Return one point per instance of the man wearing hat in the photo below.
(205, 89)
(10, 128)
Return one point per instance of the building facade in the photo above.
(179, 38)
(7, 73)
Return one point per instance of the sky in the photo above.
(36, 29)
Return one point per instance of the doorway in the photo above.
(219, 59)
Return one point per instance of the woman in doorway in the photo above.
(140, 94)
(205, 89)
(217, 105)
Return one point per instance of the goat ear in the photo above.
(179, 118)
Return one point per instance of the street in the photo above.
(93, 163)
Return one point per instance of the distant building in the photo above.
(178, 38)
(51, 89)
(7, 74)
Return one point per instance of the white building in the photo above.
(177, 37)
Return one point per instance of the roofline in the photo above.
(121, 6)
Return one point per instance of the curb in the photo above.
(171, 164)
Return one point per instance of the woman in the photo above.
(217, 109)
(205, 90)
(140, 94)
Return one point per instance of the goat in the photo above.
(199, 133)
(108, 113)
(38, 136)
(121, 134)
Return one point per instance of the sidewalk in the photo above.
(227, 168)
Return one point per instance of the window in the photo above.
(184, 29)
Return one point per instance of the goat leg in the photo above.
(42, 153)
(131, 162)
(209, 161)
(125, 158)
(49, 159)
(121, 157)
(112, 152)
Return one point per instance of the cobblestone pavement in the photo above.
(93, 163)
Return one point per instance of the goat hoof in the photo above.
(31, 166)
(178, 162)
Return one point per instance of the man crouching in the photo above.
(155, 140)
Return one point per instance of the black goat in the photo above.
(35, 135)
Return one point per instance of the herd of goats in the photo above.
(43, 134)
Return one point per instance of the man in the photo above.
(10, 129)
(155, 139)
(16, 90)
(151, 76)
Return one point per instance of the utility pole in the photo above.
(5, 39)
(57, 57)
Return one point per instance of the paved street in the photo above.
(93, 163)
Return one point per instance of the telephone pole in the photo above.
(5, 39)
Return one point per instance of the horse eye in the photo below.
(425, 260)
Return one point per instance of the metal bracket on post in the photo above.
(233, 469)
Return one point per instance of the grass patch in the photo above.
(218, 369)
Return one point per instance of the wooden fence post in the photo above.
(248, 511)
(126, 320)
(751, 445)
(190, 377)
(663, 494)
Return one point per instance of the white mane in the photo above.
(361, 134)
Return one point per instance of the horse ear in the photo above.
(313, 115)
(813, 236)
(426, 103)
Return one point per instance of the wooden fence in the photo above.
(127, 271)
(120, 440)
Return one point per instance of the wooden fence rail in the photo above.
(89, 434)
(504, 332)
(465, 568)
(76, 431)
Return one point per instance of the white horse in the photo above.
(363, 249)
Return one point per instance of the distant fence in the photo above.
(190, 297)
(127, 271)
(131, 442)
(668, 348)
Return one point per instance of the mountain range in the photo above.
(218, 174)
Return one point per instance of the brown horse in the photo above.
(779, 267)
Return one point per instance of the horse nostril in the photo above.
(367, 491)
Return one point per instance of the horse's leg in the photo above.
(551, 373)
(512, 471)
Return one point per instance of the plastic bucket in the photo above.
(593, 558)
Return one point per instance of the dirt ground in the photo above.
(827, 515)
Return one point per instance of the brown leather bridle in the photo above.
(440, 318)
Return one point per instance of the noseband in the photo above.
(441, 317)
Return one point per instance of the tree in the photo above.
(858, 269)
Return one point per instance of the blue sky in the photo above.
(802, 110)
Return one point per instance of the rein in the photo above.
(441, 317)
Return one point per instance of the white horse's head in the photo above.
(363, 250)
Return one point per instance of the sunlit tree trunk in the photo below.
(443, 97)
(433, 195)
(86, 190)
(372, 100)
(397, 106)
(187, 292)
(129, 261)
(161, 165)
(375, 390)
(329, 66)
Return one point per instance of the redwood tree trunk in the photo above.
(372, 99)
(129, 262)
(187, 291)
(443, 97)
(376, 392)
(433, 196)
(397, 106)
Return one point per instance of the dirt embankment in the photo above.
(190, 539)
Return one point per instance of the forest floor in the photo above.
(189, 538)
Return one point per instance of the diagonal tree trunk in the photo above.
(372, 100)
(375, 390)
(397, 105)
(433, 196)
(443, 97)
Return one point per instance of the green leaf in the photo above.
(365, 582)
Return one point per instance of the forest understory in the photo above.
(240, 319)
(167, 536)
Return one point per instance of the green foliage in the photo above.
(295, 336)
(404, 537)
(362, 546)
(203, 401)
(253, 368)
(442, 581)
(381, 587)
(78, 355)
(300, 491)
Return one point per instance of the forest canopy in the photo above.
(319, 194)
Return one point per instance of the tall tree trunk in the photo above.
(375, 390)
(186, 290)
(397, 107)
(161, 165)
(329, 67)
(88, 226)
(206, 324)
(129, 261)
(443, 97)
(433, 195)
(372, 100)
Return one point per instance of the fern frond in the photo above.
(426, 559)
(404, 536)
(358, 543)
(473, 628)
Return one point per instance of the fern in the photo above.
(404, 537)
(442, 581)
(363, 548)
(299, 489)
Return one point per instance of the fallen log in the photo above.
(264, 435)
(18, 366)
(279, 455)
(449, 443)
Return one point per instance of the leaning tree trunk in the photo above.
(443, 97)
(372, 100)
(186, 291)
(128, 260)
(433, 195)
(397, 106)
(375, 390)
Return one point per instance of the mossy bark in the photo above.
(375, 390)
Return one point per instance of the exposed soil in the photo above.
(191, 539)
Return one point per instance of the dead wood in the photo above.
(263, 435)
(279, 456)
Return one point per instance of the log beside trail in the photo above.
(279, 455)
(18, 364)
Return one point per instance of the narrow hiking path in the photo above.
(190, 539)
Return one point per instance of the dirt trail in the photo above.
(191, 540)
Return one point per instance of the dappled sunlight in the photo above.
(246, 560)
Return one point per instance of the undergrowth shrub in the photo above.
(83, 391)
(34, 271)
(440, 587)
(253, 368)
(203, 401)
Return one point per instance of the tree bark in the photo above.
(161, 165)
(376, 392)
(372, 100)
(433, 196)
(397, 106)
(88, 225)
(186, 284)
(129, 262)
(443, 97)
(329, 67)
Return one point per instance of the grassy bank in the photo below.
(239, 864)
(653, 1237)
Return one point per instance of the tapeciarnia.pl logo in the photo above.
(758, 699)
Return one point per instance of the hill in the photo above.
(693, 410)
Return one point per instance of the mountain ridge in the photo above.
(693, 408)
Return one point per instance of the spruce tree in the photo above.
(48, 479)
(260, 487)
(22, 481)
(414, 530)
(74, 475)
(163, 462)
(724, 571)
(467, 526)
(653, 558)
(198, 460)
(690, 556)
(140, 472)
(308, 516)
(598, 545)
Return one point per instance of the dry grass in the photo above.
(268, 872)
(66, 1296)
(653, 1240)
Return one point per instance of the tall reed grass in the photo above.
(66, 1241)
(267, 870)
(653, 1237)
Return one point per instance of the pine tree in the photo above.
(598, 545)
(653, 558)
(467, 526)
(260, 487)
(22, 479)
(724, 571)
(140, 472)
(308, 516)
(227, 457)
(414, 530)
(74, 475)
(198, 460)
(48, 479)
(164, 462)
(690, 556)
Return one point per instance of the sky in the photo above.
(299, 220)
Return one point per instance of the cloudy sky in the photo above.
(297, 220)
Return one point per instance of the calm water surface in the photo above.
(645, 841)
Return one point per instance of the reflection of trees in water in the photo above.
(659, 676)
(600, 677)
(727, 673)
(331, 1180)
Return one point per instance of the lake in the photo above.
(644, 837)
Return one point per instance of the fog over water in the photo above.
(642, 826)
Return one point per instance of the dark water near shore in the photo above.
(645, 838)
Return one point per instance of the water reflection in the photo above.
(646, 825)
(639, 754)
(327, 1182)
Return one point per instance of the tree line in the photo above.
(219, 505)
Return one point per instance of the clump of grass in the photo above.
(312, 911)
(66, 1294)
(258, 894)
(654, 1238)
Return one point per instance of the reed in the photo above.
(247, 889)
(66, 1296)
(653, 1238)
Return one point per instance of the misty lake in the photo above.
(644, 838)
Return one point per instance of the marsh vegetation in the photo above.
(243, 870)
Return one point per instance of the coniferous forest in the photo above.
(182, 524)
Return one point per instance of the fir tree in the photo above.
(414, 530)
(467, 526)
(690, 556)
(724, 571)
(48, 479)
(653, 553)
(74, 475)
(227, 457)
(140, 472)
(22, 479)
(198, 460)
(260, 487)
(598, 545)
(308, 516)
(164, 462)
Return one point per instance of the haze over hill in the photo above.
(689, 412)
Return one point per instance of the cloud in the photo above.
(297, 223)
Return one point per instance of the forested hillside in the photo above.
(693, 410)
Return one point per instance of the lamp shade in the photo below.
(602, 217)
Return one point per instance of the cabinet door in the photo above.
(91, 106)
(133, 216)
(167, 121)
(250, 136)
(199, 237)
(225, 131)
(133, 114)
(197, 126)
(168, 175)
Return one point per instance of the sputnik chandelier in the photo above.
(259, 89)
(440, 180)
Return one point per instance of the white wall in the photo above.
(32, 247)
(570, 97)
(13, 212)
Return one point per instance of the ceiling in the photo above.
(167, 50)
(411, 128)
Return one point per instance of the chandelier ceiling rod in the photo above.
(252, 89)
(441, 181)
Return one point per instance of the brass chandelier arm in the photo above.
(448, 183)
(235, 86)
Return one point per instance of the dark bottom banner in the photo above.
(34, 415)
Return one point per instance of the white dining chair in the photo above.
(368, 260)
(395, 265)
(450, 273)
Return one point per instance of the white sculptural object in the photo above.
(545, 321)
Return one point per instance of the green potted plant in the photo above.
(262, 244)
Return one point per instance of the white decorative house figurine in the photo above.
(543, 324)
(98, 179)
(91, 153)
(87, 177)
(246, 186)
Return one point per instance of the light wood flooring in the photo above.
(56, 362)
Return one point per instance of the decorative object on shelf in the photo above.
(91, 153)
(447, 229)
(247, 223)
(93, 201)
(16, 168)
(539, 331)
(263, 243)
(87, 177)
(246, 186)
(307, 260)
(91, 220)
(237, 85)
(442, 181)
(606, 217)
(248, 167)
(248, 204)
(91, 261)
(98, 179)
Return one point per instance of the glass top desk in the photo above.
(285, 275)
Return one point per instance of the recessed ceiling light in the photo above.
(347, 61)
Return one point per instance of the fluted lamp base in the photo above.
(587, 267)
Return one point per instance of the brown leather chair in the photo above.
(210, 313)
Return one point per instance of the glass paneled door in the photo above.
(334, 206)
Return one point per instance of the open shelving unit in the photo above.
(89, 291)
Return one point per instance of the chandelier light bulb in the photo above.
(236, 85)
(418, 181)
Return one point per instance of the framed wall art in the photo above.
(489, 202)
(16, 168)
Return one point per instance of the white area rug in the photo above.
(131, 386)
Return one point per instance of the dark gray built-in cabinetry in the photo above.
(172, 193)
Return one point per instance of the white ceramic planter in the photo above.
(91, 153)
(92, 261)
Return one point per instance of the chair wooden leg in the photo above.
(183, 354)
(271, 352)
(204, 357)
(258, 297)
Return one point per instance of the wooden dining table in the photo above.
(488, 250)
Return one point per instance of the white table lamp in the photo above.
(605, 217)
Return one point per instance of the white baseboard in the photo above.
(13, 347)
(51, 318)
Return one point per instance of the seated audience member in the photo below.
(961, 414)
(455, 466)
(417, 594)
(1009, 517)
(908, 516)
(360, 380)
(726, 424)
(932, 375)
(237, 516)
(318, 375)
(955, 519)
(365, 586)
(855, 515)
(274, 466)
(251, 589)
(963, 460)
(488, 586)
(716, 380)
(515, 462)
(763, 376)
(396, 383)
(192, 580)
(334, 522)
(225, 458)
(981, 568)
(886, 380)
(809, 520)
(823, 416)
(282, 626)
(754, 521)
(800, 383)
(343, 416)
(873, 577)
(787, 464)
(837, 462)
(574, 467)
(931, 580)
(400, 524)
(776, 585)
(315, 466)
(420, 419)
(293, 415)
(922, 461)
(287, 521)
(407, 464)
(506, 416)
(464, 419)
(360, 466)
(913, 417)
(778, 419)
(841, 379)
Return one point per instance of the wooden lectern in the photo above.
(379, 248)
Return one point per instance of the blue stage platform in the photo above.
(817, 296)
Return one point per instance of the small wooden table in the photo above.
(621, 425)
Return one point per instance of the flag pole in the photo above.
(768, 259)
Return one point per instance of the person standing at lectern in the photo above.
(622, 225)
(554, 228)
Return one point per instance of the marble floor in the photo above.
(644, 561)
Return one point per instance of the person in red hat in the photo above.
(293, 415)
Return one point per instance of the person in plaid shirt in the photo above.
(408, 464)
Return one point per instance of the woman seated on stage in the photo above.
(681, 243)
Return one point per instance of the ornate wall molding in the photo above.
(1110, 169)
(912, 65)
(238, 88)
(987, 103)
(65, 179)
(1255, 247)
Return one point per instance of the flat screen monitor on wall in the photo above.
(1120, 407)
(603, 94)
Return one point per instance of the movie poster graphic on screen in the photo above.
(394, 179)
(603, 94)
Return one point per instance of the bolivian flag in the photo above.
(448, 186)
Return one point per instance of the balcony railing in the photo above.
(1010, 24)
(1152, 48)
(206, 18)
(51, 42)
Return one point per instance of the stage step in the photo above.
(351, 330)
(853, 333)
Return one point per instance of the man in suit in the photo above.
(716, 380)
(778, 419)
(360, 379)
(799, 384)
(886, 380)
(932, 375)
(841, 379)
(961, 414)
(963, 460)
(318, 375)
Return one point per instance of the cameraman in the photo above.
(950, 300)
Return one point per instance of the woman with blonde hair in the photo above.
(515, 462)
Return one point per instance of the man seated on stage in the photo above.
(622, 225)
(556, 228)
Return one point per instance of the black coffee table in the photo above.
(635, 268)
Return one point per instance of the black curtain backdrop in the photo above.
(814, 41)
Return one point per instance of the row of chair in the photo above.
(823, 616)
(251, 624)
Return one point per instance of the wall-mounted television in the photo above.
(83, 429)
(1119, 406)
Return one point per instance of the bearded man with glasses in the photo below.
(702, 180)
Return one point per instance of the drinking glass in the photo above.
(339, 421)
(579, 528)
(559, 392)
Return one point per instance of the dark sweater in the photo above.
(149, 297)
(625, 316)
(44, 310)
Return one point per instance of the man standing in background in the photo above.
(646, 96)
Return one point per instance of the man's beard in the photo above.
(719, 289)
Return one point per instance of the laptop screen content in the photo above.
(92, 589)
::::::::
[GIVEN PROBLEM] Return exactly the lines of the data, and only those, from the line with "Return one point per instance of the flat" through the last line, inclusive.

[COMPLETE ANSWER]
Return one point per instance of the flat screen monitor on wall in the photo above.
(1120, 407)
(603, 94)
Return one point per instance of the movie poster graphic on screen in the photo above.
(394, 179)
(603, 94)
Return one point per instance of the bolivian flag in the photo above.
(448, 186)
Return one point per instance of the balcony railing in the photo above.
(1010, 24)
(1152, 48)
(206, 18)
(51, 42)
Return one point per instance of the stage step in the photo above.
(351, 330)
(853, 333)
Return one point per instance of the man in suit in the photo above.
(716, 380)
(778, 419)
(360, 379)
(799, 384)
(886, 380)
(932, 375)
(841, 379)
(961, 414)
(963, 460)
(318, 375)
Return one point per instance of the cameraman in the photo above.
(950, 300)
Return one point per instance of the woman with blonde hair in the photo above.
(515, 462)
Return one point per instance of the man seated on stage in the photo above.
(622, 225)
(556, 228)
Return one point per instance of the black coffee table in the photo above.
(635, 268)
Return one point per instance of the black curtain backdrop in the photo above.
(814, 41)
Return one point per instance of the row of chair in the photo above.
(823, 616)
(251, 624)
Return one point per instance of the wall-mounted television in the photo above.
(83, 429)
(1119, 406)
Return one point per instance of the bearded man with glasses in the photo below.
(702, 180)
Return one point per instance of the drinking glass in the photo above.
(339, 421)
(579, 528)
(559, 392)
Return one point per instance of the dark sweater in the photo above.
(149, 297)
(625, 316)
(44, 310)
Return one point per instance of the man standing in background in the photo above.
(646, 96)
Return one point per instance of the man's beard in the photo above.
(719, 289)
Return one point per instance of the laptop screen content in the photo above.
(92, 589)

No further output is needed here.